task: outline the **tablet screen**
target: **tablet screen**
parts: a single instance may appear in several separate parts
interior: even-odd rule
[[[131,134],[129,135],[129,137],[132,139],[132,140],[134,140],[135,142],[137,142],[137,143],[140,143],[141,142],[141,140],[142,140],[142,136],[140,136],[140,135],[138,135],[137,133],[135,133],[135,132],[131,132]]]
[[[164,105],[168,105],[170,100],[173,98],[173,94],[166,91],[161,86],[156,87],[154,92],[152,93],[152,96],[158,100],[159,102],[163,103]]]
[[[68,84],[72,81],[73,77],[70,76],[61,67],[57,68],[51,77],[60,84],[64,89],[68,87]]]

= = = = =

# WHAT YOU HAVE TO DO
Please find every line in the records that contains the string "tablet", matching case exactly, and copy each of those lines.

# CORRECT RESULT
task: outline the **tablet screen**
target: **tablet screen**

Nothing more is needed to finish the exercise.